**EXERCISE TEXT**
[Start of Attachment]
Yaron Davidson said...

1. Just a quick note, you misspelled בעל as באל.

And it's not just that it's from the same root as owner, it's also the form of a verb for a man having sex with someone (well, technically the grammar is doing sex *to* someone rather than with someone).

2. As far as I know עבד is always for slave, not servant. You have משרת for servant, which is used in the bible, including in chapters that also use עבד. So while I'm not really familiar with the etymology I'm pretty sure that any translation that doesn't consider עבד and שפחה as slaves is doing it wrong.

3. All that said, in general an insistence of always using the same translation of a word regardless of context is bad translation work, because some words do have multiple meanings.

Of course by context here I mean the context used in the text, not later cultural context.

omgwtfbible.com said...

Yaron: 1. Good catch on בעל! I'll chalk up that misspelling to having written this on a flight. באל is something very different. And very good point on the verb form of the word.
[End of Attachment]
**DATASET CONTENT**
[Start of Attachment]
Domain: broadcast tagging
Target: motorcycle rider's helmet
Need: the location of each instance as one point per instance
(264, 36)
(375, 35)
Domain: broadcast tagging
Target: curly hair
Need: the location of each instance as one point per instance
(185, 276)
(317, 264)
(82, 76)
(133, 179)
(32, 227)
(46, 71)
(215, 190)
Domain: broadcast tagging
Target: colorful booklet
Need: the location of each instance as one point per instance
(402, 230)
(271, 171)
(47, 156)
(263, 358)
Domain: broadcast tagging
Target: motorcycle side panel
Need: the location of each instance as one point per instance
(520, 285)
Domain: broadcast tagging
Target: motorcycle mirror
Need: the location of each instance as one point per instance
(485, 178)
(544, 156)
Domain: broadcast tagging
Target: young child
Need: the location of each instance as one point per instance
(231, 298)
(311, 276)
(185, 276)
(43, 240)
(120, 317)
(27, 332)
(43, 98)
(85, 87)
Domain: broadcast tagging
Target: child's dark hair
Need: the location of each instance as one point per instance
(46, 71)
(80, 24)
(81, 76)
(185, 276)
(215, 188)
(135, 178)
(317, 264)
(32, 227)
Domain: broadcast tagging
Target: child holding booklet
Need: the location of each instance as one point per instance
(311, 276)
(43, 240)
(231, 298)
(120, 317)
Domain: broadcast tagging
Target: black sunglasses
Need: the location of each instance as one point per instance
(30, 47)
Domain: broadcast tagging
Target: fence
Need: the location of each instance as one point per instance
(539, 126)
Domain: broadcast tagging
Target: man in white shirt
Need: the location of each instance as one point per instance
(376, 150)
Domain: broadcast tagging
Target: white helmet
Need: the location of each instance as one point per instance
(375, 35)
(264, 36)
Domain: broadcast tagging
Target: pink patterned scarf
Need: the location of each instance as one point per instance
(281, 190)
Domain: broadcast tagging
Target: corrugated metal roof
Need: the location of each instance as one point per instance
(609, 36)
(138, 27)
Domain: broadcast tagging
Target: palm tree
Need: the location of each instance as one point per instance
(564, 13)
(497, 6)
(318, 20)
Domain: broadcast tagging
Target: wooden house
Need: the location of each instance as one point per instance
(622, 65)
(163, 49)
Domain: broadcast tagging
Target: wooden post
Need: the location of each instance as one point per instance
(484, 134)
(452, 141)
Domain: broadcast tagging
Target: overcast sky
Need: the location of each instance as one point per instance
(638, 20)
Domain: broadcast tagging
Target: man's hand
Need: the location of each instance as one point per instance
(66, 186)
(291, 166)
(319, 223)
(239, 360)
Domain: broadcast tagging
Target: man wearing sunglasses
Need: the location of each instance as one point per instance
[End of Attachment]
**LIST OF TASKS**
1. In the comment thread on Hebrew translation, what does the reply from omgwtfbible.com blame for the misspelling of בעל?
2. Carry on the comment thread on Hebrew translation from the point where it stops.
The entries are not needed for this exercise.

**SOLVED TASKS**
1. Having written the post on a flight.

2.
2. In the translations I've read, עבד is servant quite a bit. Here's Genesis 24 in KJV [https://www.biblegateway.com/passage/?search=Genesis+24&version=KJV] and on chabad.org [http://www.chabad.org/library/bible_cdo/aid/8219/jewish/Chapter-24.htm]

3. Some words do have multiple meanings. But I think the context in the text of the word אשה is worthy of debate.

Yaron Davidson said...

2. Yes, I guess all translations to English were done at times when slavery was less common (even if existing), so they figured they'll make things "nicer".

3. I do agree about אשה. Definitely current marriage practices and rituals are not what is described in the bible. Then again no religious Jew I know of thinks that these cases involved the same sort of marriage that exists now, it's more of a hand-wavy "these were different times, why are you being petty about it?" than a "no, marriage was marriage even then".

but you still have a relatively clear disambiguation in cases when you have it as לאשה, which does very strongly imply a role (i.e. לקחת אשה certainly can be taking a woman and not taking a wife, but לקחת לאשה works better as taking "for/as a wife" than "for/as a woman").

Similarly, there are cases where in the same chapter/topic the text also mentioned כלה or כלתו, (bride, daughter in law), which again probably mean that a related אשה can be wife rather than just woman.